* **Dataset content**
"""
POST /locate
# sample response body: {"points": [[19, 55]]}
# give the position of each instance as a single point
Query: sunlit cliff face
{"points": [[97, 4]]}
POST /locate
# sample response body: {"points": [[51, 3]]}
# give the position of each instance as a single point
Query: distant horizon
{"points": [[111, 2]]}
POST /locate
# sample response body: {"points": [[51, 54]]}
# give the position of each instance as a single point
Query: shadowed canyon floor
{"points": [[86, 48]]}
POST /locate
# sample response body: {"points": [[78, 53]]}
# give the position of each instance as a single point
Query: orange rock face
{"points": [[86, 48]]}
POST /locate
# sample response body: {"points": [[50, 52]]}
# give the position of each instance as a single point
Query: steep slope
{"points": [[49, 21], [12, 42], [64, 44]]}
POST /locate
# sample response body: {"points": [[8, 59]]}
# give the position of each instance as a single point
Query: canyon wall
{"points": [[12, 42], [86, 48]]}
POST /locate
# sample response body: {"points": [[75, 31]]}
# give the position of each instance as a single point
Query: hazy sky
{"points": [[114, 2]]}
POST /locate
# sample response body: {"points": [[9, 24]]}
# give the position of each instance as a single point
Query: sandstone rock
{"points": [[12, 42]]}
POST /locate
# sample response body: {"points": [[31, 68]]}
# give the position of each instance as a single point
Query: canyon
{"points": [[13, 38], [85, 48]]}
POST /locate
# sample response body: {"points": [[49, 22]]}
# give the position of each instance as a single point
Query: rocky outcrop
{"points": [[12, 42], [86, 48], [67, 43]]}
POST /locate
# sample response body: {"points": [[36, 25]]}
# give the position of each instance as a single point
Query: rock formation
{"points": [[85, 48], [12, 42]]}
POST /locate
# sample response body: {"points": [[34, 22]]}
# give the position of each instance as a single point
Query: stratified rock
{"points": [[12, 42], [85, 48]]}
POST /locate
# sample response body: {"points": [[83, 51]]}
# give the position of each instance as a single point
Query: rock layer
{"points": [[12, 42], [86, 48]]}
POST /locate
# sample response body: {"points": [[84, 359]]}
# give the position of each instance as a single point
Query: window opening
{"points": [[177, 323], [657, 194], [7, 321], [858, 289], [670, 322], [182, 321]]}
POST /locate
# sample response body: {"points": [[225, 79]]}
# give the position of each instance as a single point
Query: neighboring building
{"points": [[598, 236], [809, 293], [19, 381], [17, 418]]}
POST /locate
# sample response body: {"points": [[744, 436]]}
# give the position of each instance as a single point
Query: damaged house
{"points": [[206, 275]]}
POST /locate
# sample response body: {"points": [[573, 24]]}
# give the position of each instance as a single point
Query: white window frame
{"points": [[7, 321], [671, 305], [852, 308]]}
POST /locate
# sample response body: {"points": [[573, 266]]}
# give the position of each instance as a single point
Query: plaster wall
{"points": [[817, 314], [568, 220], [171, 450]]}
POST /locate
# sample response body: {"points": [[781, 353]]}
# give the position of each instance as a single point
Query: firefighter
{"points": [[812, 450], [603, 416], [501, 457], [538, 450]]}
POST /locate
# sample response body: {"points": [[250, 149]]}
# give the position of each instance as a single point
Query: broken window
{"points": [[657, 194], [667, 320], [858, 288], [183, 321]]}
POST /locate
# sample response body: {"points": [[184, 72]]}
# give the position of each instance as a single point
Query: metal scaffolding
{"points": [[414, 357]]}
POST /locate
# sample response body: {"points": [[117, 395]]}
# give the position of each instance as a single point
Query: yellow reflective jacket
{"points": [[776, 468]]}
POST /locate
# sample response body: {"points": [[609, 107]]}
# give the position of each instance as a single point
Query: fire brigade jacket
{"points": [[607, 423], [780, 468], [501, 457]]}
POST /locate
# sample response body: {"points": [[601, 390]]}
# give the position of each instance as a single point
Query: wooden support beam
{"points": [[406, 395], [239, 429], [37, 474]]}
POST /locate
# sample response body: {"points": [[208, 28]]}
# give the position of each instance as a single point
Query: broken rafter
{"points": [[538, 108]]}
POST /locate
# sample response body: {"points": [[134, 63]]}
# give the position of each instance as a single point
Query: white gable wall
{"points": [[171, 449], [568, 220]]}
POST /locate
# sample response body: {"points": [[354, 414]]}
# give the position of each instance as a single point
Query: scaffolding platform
"""
* **Do this**
All of the records must be retyped exactly as they are.

* **Task solution**
POST /locate
# sample response body: {"points": [[19, 55]]}
# give the position of each instance as a single point
Query: sunlit cliff face
{"points": [[97, 4]]}
POST /locate
# sample response body: {"points": [[51, 3]]}
# give the position of each instance as a single point
Query: distant horizon
{"points": [[111, 2]]}
POST /locate
# sample response body: {"points": [[51, 54]]}
# give the position of each instance as a single point
Query: shadowed canyon floor
{"points": [[86, 48]]}
POST /locate
# sample response body: {"points": [[78, 53]]}
# give the position of each instance as a single point
Query: orange rock face
{"points": [[86, 48]]}
POST /locate
# sample response body: {"points": [[50, 52]]}
# give the position of each instance as a single point
Query: steep slope
{"points": [[49, 21], [12, 42], [64, 44]]}
POST /locate
# sample response body: {"points": [[8, 59]]}
# give the position of each instance as a single point
Query: canyon wall
{"points": [[12, 42], [86, 48]]}
POST /locate
# sample response body: {"points": [[75, 31]]}
# give the position of each instance as a single point
Query: hazy sky
{"points": [[114, 2]]}
POST /locate
# sample response body: {"points": [[9, 24]]}
# give the position of each instance as a single point
Query: sandstone rock
{"points": [[12, 42]]}
POST /locate
# sample response body: {"points": [[31, 68]]}
# give the position of each instance as a single point
Query: canyon
{"points": [[13, 38], [85, 48]]}
POST /locate
# sample response body: {"points": [[49, 22]]}
# give the position of each instance as a single point
Query: rocky outcrop
{"points": [[12, 42], [86, 48], [67, 43]]}
POST /locate
# sample response body: {"points": [[36, 25]]}
# give the position of each instance as a single point
Query: rock formation
{"points": [[85, 48], [12, 42]]}
POST /locate
# sample response body: {"points": [[34, 22]]}
# give the position of each instance as a single point
Query: stratified rock
{"points": [[12, 42], [85, 48]]}
POST /locate
# sample response body: {"points": [[83, 51]]}
# give the position of each instance as a single point
Query: rock layer
{"points": [[12, 42], [86, 48]]}
POST /locate
# sample response body: {"points": [[84, 359]]}
# give the position of each instance as a single point
Query: window opening
{"points": [[177, 323], [657, 194], [7, 321], [858, 289], [670, 322], [182, 321]]}
POST /locate
# sample response body: {"points": [[225, 79]]}
# give the position of each instance as a single point
Query: neighboring building
{"points": [[598, 236], [809, 293], [19, 381], [17, 418]]}
POST /locate
# sample response body: {"points": [[744, 436]]}
# give the position of each instance as a single point
Query: damaged house
{"points": [[206, 275]]}
POST /locate
# sample response body: {"points": [[573, 24]]}
# give the position of each instance as a single point
Query: white window frame
{"points": [[7, 321], [671, 305], [852, 308]]}
POST /locate
# sample response body: {"points": [[573, 266]]}
# give the position of each instance as a single point
Query: plaster wall
{"points": [[817, 314], [568, 220], [171, 450]]}
POST /locate
# sample response body: {"points": [[781, 353]]}
# give the position of each instance as a single point
Query: firefighter
{"points": [[812, 450], [603, 416], [501, 457], [538, 450]]}
POST /locate
# sample response body: {"points": [[250, 149]]}
# give the position of each instance as a single point
Query: broken window
{"points": [[657, 194], [667, 320], [858, 288], [183, 321]]}
POST /locate
# sample response body: {"points": [[184, 72]]}
# give the position of each instance as a single point
Query: metal scaffolding
{"points": [[414, 357]]}
POST /locate
# sample response body: {"points": [[117, 395]]}
# give the position of each instance as a single point
Query: yellow reflective jacket
{"points": [[776, 468]]}
POST /locate
# sample response body: {"points": [[609, 107]]}
# give the position of each instance as a single point
Query: fire brigade jacket
{"points": [[607, 423], [780, 468], [501, 457]]}
POST /locate
# sample response body: {"points": [[601, 390]]}
# give the position of each instance as a single point
Query: wooden support beam
{"points": [[406, 395], [239, 429], [37, 474]]}
POST /locate
# sample response body: {"points": [[208, 28]]}
# give the position of each instance as a single point
Query: broken rafter
{"points": [[538, 108]]}
POST /locate
# sample response body: {"points": [[134, 63]]}
# give the position of each instance as a single point
Query: white gable wall
{"points": [[171, 449], [568, 220]]}
POST /locate
# sample response body: {"points": [[354, 414]]}
# give the position of each instance as a single point
Query: scaffolding platform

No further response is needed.